[Written instruction]
Give back the records below exactly, every one, with no pictures.

====== Raw data

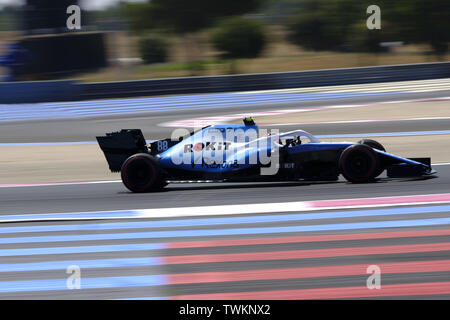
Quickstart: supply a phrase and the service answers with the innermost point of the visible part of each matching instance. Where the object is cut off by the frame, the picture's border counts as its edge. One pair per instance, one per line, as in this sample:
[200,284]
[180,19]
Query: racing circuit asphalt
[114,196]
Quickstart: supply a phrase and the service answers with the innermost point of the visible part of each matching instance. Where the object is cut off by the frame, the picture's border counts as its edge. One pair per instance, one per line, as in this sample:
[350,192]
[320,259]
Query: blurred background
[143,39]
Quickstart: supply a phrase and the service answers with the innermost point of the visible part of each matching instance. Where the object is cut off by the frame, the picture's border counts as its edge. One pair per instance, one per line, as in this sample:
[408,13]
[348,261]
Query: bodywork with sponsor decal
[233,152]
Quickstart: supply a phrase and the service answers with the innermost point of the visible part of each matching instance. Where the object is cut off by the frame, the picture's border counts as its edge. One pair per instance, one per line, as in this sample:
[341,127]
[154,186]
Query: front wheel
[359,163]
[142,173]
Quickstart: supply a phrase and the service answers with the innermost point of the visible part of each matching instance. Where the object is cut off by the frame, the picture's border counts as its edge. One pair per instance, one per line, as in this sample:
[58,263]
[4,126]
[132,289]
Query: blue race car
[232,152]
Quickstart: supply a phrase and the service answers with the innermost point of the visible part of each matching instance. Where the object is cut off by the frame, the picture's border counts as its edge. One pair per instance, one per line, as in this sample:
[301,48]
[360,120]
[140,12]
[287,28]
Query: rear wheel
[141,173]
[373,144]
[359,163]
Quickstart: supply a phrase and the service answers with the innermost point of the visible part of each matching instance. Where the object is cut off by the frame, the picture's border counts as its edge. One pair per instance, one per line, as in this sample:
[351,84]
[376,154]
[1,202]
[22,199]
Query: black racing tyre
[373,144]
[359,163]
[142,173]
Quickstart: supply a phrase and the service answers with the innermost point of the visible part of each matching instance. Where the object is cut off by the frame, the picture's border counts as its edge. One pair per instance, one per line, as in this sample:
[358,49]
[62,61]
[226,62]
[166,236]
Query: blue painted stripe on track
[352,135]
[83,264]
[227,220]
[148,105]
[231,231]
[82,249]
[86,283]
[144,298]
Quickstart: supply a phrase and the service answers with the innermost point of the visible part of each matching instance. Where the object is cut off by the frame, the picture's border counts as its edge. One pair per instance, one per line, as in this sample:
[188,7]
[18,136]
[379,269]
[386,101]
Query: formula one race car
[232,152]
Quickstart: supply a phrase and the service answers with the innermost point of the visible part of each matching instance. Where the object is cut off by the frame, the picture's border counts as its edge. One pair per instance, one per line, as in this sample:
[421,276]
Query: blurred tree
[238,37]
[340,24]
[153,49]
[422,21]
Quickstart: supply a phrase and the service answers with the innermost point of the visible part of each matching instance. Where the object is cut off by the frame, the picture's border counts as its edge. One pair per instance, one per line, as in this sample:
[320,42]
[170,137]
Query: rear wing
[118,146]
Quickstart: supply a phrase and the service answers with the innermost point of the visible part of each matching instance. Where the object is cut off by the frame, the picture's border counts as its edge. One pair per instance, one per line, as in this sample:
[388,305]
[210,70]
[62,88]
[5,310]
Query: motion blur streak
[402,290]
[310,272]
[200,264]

============

[Finished exercise]
Quickstart: supply a phrase and the service answers with the innermost point of the visible part of each matching instance. Where the object is cut off by the frame, the picture's border counts as its edge. One pair per instance, one per line, as in this sample:
[200,284]
[180,19]
Query: racing circuit asphalt
[114,196]
Quickstart: supply a phrase and the service answers with the innermost point of the visible part of each matching instance. Where the object is cut off by the frame, the picture's border counts as its edge. One pair per instance, one per line, as in this sample:
[350,192]
[320,259]
Query: blurred background
[143,39]
Quickstart: supply a phrase and the service answers with the innermost point of the visible part of each matching instance. Where the object is cut off by the frame, the picture's border counts as its edge. One pair per instance, one per line, as in this sample:
[408,13]
[348,261]
Query: bodywork with sponsor decal
[233,152]
Quickstart: supply a phrase and the service answers with the innermost point of the visible part of each matching instance. Where the object is cut off by the frame, the picture's border counts as its edge. One pair per instance, one per line, as in this sample:
[341,127]
[154,186]
Query: front wheel
[359,163]
[142,173]
Quickstart: supply a phrase and the service answers with the innermost point of the visible part of each matching instance. Where the object is cut off by the frame, the picture's border counts as its edge. One pair per instance, one per line, as in this sample:
[58,263]
[4,126]
[132,289]
Query: blue race car
[232,152]
Quickstart: supply a phrase and the service answers with the innermost point of the visible part of each matching instance. Where the object is cut off by the frame, the picture's border counts as its edge. One pair per instance, one per line, as in this sample:
[301,48]
[360,120]
[140,12]
[287,28]
Query: rear wheel
[141,173]
[373,144]
[359,163]
Quickstart: supply a phrase and the service answers with the innermost point of the visible part of each matching instance. Where the object is cut off by the frame, the picture's border counts as its edge. One pair per instance, one per line, as in this sample:
[351,84]
[376,154]
[1,202]
[22,199]
Query: black racing tyre
[373,144]
[359,163]
[142,173]
Quickstart: supply a phrase and the service answers with the innermost point of the visible part of each matching instance. Where the object is cut off by the frame, the picture's border counts as its edge. One pair per instance, one per line, as in this sample:
[358,49]
[62,61]
[226,62]
[166,236]
Query: blue painted stripe on track
[352,135]
[83,264]
[227,220]
[148,105]
[231,231]
[82,249]
[86,283]
[144,298]
Quickstart: supply a phrase and the service answers with the innermost point of the visible part of each matching instance. Where the object is cut off by the frame, the picture's border counts as its edge. One pair per instance, one per line, as in this sample:
[188,7]
[18,136]
[379,269]
[386,101]
Query: formula one race car
[232,152]
Quickstart: supply a phrase and the service answers with the innermost point of the visible part of each matching instance. Where the object is cut off by the frame, the picture's border counts as its edge. One pair per instance, one per line, as in this sample:
[421,276]
Query: blurred tree
[238,37]
[340,24]
[153,49]
[422,21]
Quickstart: supply a phrase and the service answers with the innermost point of the visible part of each matching instance. Where the object is cut off by the frame, the picture's border counts as its edge. One pair per instance, one per line, as in this sample:
[320,42]
[170,137]
Query: rear wing
[118,146]
Quickstart: supply a phrase and the service answers with the innermost point of the visible part of each matching instance. Where the object is cut off by the frame, the picture's border counts as its edge. One pair per instance, one per line, as in this sample:
[388,305]
[210,70]
[62,88]
[5,310]
Query: motion blur streak
[402,290]
[310,272]
[200,264]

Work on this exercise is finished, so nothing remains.